--- start of Task material ---

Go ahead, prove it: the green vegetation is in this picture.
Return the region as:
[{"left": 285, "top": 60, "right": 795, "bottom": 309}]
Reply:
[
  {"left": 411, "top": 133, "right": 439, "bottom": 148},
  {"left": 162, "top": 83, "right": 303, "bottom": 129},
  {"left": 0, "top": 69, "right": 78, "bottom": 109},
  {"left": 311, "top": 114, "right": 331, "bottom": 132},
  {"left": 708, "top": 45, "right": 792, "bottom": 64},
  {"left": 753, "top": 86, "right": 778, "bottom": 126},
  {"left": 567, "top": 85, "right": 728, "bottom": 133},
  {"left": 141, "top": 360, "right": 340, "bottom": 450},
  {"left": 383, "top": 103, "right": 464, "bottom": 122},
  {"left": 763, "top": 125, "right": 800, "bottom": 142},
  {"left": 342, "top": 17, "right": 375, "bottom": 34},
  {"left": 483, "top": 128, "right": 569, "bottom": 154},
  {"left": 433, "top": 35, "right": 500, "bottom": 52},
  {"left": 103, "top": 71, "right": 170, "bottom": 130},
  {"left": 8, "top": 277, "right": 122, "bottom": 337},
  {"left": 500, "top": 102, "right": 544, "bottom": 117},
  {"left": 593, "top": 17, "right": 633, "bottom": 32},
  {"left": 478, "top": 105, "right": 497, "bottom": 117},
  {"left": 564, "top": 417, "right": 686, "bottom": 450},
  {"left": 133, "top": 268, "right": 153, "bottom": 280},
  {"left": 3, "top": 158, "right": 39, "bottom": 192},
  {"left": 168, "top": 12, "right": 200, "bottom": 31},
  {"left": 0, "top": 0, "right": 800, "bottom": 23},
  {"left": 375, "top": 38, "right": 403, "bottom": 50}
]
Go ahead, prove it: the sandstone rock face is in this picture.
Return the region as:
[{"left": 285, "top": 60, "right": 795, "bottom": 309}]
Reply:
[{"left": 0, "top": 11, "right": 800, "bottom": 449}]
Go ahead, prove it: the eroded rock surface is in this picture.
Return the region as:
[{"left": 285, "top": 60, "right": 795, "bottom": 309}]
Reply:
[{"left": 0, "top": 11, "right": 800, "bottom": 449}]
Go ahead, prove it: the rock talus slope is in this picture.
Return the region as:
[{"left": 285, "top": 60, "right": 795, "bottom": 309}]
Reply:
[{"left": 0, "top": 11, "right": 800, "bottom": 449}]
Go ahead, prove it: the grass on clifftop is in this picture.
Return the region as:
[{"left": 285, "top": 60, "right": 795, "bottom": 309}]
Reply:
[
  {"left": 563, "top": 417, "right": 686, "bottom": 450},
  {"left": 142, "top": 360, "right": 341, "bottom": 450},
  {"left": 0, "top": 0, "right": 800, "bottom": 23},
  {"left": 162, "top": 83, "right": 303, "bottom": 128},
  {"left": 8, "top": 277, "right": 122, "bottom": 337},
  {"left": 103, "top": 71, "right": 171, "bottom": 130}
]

--- end of Task material ---

» Exercise aim
Reproduce all of the data above verbatim, from its first line through its last.

» Reply to the exercise
Go ahead, prove it: the green vegetation is in this picture.
Return the region as:
[{"left": 285, "top": 60, "right": 795, "bottom": 309}]
Reply:
[
  {"left": 411, "top": 133, "right": 439, "bottom": 148},
  {"left": 162, "top": 83, "right": 303, "bottom": 129},
  {"left": 0, "top": 69, "right": 78, "bottom": 109},
  {"left": 311, "top": 114, "right": 331, "bottom": 132},
  {"left": 708, "top": 45, "right": 792, "bottom": 64},
  {"left": 753, "top": 86, "right": 778, "bottom": 126},
  {"left": 567, "top": 85, "right": 728, "bottom": 133},
  {"left": 141, "top": 360, "right": 340, "bottom": 450},
  {"left": 383, "top": 103, "right": 464, "bottom": 122},
  {"left": 763, "top": 125, "right": 800, "bottom": 142},
  {"left": 342, "top": 17, "right": 375, "bottom": 34},
  {"left": 483, "top": 128, "right": 569, "bottom": 154},
  {"left": 433, "top": 35, "right": 500, "bottom": 52},
  {"left": 103, "top": 71, "right": 170, "bottom": 130},
  {"left": 8, "top": 277, "right": 122, "bottom": 337},
  {"left": 500, "top": 102, "right": 544, "bottom": 117},
  {"left": 593, "top": 17, "right": 633, "bottom": 32},
  {"left": 478, "top": 105, "right": 497, "bottom": 117},
  {"left": 564, "top": 417, "right": 686, "bottom": 450},
  {"left": 133, "top": 268, "right": 153, "bottom": 280},
  {"left": 3, "top": 158, "right": 39, "bottom": 192},
  {"left": 168, "top": 12, "right": 200, "bottom": 31},
  {"left": 0, "top": 0, "right": 800, "bottom": 23},
  {"left": 375, "top": 38, "right": 403, "bottom": 50}
]
Go ahead, prove it: the sandstone rock face is in this picture.
Return the region as:
[{"left": 285, "top": 60, "right": 795, "bottom": 309}]
Reply:
[{"left": 0, "top": 11, "right": 800, "bottom": 449}]
Go ahead, prove it: the eroded rock surface is in this picture.
Return the region as:
[{"left": 285, "top": 60, "right": 795, "bottom": 309}]
Reply:
[{"left": 0, "top": 11, "right": 800, "bottom": 449}]
Go ahead, prove it: the rock talus slope is in this picture.
Return the region as:
[{"left": 285, "top": 60, "right": 795, "bottom": 309}]
Reply:
[{"left": 0, "top": 11, "right": 800, "bottom": 449}]
Go ahead, prove it: the grass on clifftop is in this picture.
Return the region as:
[{"left": 285, "top": 60, "right": 795, "bottom": 309}]
Reply:
[
  {"left": 563, "top": 417, "right": 686, "bottom": 450},
  {"left": 142, "top": 360, "right": 341, "bottom": 450},
  {"left": 0, "top": 0, "right": 800, "bottom": 23},
  {"left": 162, "top": 83, "right": 303, "bottom": 128},
  {"left": 8, "top": 277, "right": 122, "bottom": 337},
  {"left": 103, "top": 71, "right": 171, "bottom": 130}
]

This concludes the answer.